[Tekstfragment]:
Nieuw-Vlaamse Alliantie


Parlementaire nieuwsflits (30 mei - 3 juni 2005) (03/06/05)

Wekelijks ontvangt u een parlementaire nieuwsflits. Hierin brengen we een selectie van de parlementaire initiatieven van onze parlementsleden.

Vlaams Parlement

Tijdens een persconferentie over het jaarverslag 2004 kondigde de VRT aan nog dit jaar te starten met drie digitale televisienetten: een kinder-, een cultuur- en een informatienet en één auditief net. Verder wist de gedelegeerde bestuurder Tony Mary te melden dat hij daartoe een aanvraag deed bij de Vlaamse overheid. Kris Van Dijck was enigszins verrast toen hij dit bericht dinsdagavond vernam en hij stelde dan ook woensdag een Actuele Vraag aan onze minister, Geert Bourgeois. Het Vlaams Parlement heeft immers (in een motie) eerder duidelijk bepaald dat, conform het regeerakkoord, de VRT televisie- of radionetten, hetzij digitaal, hetzij analoog, pas kan splitsen als de beheersovereenkomst aangepast is. Verder moeten technologische innovaties en mediatoepassingen worden geïntegreerd zonder een verhoging van de kostprijs voor de gebruiker. De minister beaamde dit volmondig: het regeerakkoord stelt uitdrukkelijk dat er geen ontdubbeling van de kanalen van de VRT kan komen zonder aanpassing van de beheersovereenkomst en dat de doelstellingen en strategie worden bepaald door de raad van bestuur. Het oprichten van themakanalen werd nog niet door de raad van bestuur behandeld. Hij kreeg enkel schriftelijk een vraag van de gedelegeerde bestuurder. Hij had nog geen dossier ontvangen over de oprichting van de themakanalen en het nieuwe radiokanaal en kan dus geen beslissing nemen op basis van de ontvangen brief. In zijn repliek wees Kris er nog op dat de gedelegeerde bestuurder sprak over een kostprijs van 200 miljoen euro op jaarbasis. Wat dus werd voorgesteld als een project dat bijna was afgerond, moet eigenlijk nog worden afgewerkt. De VRT moet bepalen wat men wil, wat technisch mogelijk is en wat de kostprijs van het project zal zijn. Het Parlement moet dit vervolgens bespreken om een nieuwe beheersovereenkomst te kunnen afsluiten.

[Overzicht]:
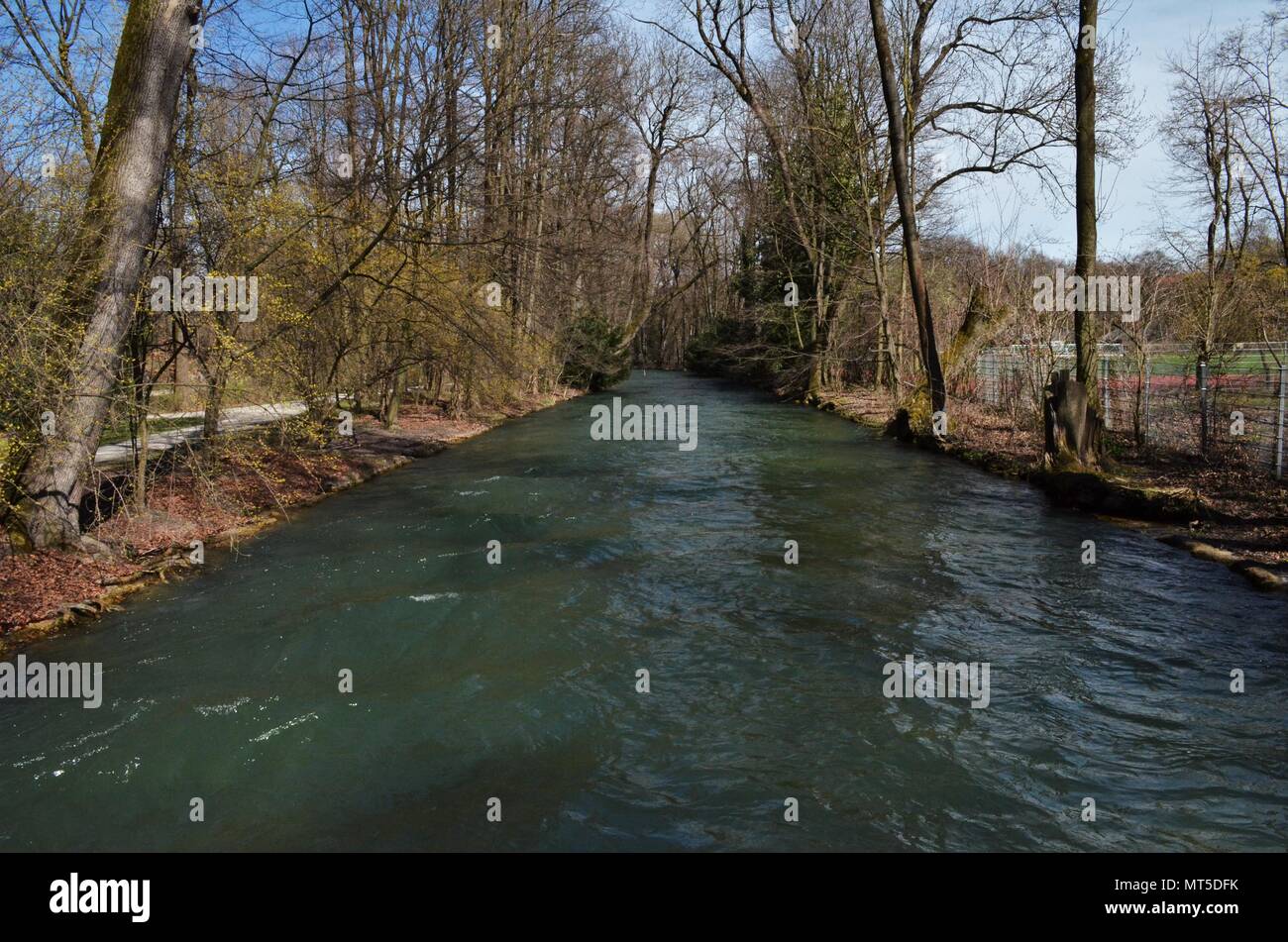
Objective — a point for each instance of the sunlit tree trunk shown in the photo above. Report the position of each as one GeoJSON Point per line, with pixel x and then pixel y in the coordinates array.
{"type": "Point", "coordinates": [120, 224]}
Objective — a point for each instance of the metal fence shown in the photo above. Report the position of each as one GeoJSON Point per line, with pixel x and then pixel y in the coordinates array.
{"type": "Point", "coordinates": [1159, 396]}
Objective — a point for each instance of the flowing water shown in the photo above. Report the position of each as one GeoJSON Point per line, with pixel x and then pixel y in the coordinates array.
{"type": "Point", "coordinates": [518, 680]}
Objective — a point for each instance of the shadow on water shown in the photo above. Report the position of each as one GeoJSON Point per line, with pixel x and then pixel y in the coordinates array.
{"type": "Point", "coordinates": [518, 680]}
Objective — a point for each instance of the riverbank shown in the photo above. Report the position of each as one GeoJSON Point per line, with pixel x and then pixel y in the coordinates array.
{"type": "Point", "coordinates": [252, 484]}
{"type": "Point", "coordinates": [1236, 517]}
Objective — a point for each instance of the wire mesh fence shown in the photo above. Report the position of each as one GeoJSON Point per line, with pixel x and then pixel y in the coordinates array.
{"type": "Point", "coordinates": [1159, 398]}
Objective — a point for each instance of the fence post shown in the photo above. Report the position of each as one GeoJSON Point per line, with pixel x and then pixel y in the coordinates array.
{"type": "Point", "coordinates": [1202, 379]}
{"type": "Point", "coordinates": [1279, 434]}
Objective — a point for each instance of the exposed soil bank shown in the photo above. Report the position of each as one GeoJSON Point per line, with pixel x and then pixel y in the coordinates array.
{"type": "Point", "coordinates": [1237, 519]}
{"type": "Point", "coordinates": [253, 486]}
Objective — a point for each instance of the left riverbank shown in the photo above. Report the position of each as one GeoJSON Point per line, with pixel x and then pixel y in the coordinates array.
{"type": "Point", "coordinates": [193, 507]}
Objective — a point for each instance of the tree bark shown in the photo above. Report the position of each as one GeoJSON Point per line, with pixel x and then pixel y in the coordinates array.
{"type": "Point", "coordinates": [907, 210]}
{"type": "Point", "coordinates": [120, 224]}
{"type": "Point", "coordinates": [1072, 412]}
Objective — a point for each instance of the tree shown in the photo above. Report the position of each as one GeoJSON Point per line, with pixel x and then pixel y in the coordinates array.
{"type": "Point", "coordinates": [120, 223]}
{"type": "Point", "coordinates": [907, 210]}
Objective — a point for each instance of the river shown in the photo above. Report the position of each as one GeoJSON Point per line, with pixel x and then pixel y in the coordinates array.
{"type": "Point", "coordinates": [518, 680]}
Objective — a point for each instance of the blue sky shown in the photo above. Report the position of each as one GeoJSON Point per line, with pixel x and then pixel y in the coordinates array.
{"type": "Point", "coordinates": [1134, 206]}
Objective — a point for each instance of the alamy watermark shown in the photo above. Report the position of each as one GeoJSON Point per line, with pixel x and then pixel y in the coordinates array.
{"type": "Point", "coordinates": [912, 679]}
{"type": "Point", "coordinates": [645, 424]}
{"type": "Point", "coordinates": [34, 680]}
{"type": "Point", "coordinates": [76, 894]}
{"type": "Point", "coordinates": [179, 292]}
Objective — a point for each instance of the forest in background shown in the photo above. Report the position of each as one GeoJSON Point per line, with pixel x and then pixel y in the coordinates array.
{"type": "Point", "coordinates": [463, 203]}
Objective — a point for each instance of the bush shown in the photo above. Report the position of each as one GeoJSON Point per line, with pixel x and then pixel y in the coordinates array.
{"type": "Point", "coordinates": [592, 361]}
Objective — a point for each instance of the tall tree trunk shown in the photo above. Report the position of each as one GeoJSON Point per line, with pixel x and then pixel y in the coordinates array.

[Opdrachten]:
a – Geef de alinea uit het tekstfragment die begint met "Tijdens een persconferentie over het jaarverslag 2004" beknopter weer in de vorm van een opsomming en behoud daarbij de belangrijkste feiten.
b – Beantwoord de volgende vragen over het tekstfragment, elk op een eigen regel en op dezelfde wijze gemarkeerd:
(i) Hoe vaak ontvangt men de parlementaire nieuwsflits?
(ii) Wie is de gedelegeerde bestuurder van de VRT?
(iii) Welke kostprijs op jaarbasis noemde de gedelegeerde bestuurder?
c – Haal uit het tekstfragment letterlijk het gedeelte dat begint bij de woorden "Parlementaire nieuwsflits (30" en stop na de woorden "van onze parlementsleden.".
De items spelen hierbij geen enkele rol.

[Oefenresultaten]:
a –
- Op een persconferentie over het jaarverslag 2004 kondigde de VRT aan dat zij nog dit jaar wil starten met drie digitale televisienetten en één auditief net. De drie televisienetten zijn een kinder-, een cultuur- en een informatienet.
- Gedelegeerd bestuurder Tony Mary diende daartoe een aanvraag in bij de Vlaamse overheid.
- Kris Van Dijck stelde hierover woensdag een Actuele Vraag aan minister Geert Bourgeois.
- Het Vlaams Parlement bepaalde eerder in een motie dat de VRT, conform het regeerakkoord, netten pas kan splitsen als de beheersovereenkomst is aangepast.
- Technologische innovaties en mediatoepassingen moeten worden geïntegreerd zonder hogere kostprijs voor de gebruiker.
- De minister bevestigde dit. Volgens het regeerakkoord is geen ontdubbeling van de VRT-kanalen mogelijk zonder aanpassing van de beheersovereenkomst. De doelstellingen en de strategie worden bepaald door de raad van bestuur.
- De raad van bestuur heeft de themakanalen nog niet behandeld.
- De minister ontving enkel een brief van de gedelegeerde bestuurder en geen dossier. Hij kan dus geen beslissing nemen.
- Van Dijck wees op de door de gedelegeerde bestuurder genoemde kostprijs van 200 miljoen euro op jaarbasis.
- Het project moet nog worden afgewerkt. De VRT moet bepalen wat zij wil, wat technisch mogelijk is en wat het kost.
- Daarna moet het Parlement dit bespreken om een nieuwe beheersovereenkomst te kunnen afsluiten.

b –
(i) Wekelijks.
(ii) Tony Mary.
(iii) 200 miljoen euro.

c –
Parlementaire nieuwsflits (30 mei - 3 juni 2005) (03/06/05)

Wekelijks ontvangt u een parlementaire nieuwsflits. Hierin brengen we een selectie van de parlementaire initiatieven van onze parlementsleden.